**TASK LIST**
[a] Condense the paragraph of the review of 300 that begins "Where the film falters" into a short bulleted list that keeps its main facts.
[b] Rewrite everything in the review of 300 from "Where the film" down to "front and center.", putting "antagonists" in place of "villains".
[c] According to the review of 300, against what was the film shot almost entirely?

**PASSAGE**

Leonadas is a man of action, vividly displayed here in Snyder’s
sequences which merge several cameras, several speeds, and several
perspectives in a manner that truly works as muscular and exciting
filmmaking.

Make no mistake, this is a showy film. Miller’s graphic novel and the events they’re based on are very singular. This is not Spartacus or Gladiator,
both of which are action films masked by meaty and complex stories.
This is a lean and mean action film that just happens to take place in
acnient times. It’s the saving grace of 300, its willingness to be a jack of one trade and to do it very, VERY well.


"But you’re too big to be Kuatooooooooooooommmmppppppppph!"

The
battles are quite breathtaking and the decision to shoot the film
almost entirely against a greenscreen could have been distracting if
the style and palette wasn’t confidently rendered. The film is a beast,
a nice mix of big moments and wonderfully brief ones. Seeing hordes of
Persians defeated effortlessly by crashing waves and rocks is a nice
counterweight to the quick dispatching of the first wave at the mouth
of the Hot Gates (Thermopylae), which dovetails perfectly into the
moment where the soldiers deal with a sky-blocking assaultof arrows.
It’s not drawn out and when the air clears there are some excellent
character moments for all of the principals.

Where the film falters is in the moments where it feels familiar, whether it be the somewhat silly [but pivotal] hunchback Ephialtes,
the treachery of the politicians back home, or the moments with the
Oracle which lean Leonidas to his fateful decision. Additionally, the
villains, though they may be cool, scary, and larger-than-life, are
very much scaled back in their conception. Xerxes is a giant and odd
creation and the Persians are mostly just fodder for the blade. The
film doesn’t need to create much personality for the adversaries but I
can see how some viewers may be disappointed in their lack of
development.

There’s a definite sense of "been there, done that" at times, but 300 always gets back on course whenever Butler and his men are front and center.


Looks just like the comic. Sadly, that comic is not Ambush Bug #3.

This is a career
defining role for Butler, one which elevates him from a great
supporting character to a charismatic leading actor. His work, though
less complex than Russell Crowe’s similarly effective work as Maximus,
is just as memorable. With his steely eyes and jutting beard

Butler’s Leonidas is someone you could believe 300 men or 3,000 would
gladly follow to Hell’s flames. That’s the simplicity of this story and
this film which is so wonderful. Less concerned with a message than
telling a great story without fear of being too extreme in the
presentation [there’s even a little rock music layered in there], Zach
Snyder’s 300
is a film that not only announces a truly interesting filmmaking talent
but also reminds you that you don’t have to re-invent the wheel if you
have some really bitchin’ spinners on it.

**SOURCE MATERIAL**
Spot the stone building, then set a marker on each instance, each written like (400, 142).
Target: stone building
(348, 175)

**REPLIES**
[a]
- The film falters where it feels familiar:
  - the somewhat silly but pivotal hunchback Ephialtes
  - the treachery of the politicians back home
  - the Oracle scenes that lean Leonidas toward his fateful decision
- The villains may be cool, scary, and larger-than-life, but they are very much scaled back in their conception.
- Xerxes is a giant and odd creation, and the Persians are mostly fodder for the blade.
- The film doesn't need to give its adversaries much personality, but some viewers may be disappointed by their lack of development.

[b]
Where the film falters is in the moments where it feels familiar, whether it be the somewhat silly [but pivotal] hunchback Ephialtes,
the treachery of the politicians back home, or the moments with the
Oracle which lean Leonidas to his fateful decision. Additionally, the
antagonists, though they may be cool, scary, and larger-than-life, are
very much scaled back in their conception. Xerxes is a giant and odd
creation and the Persians are mostly just fodder for the blade. The
film doesn’t need to create much personality for the adversaries but I
can see how some viewers may be disappointed in their lack of
development.

There’s a definite sense of "been there, done that" at times, but 300 always gets back on course whenever Butler and his men are front and center.

[c] A greenscreen.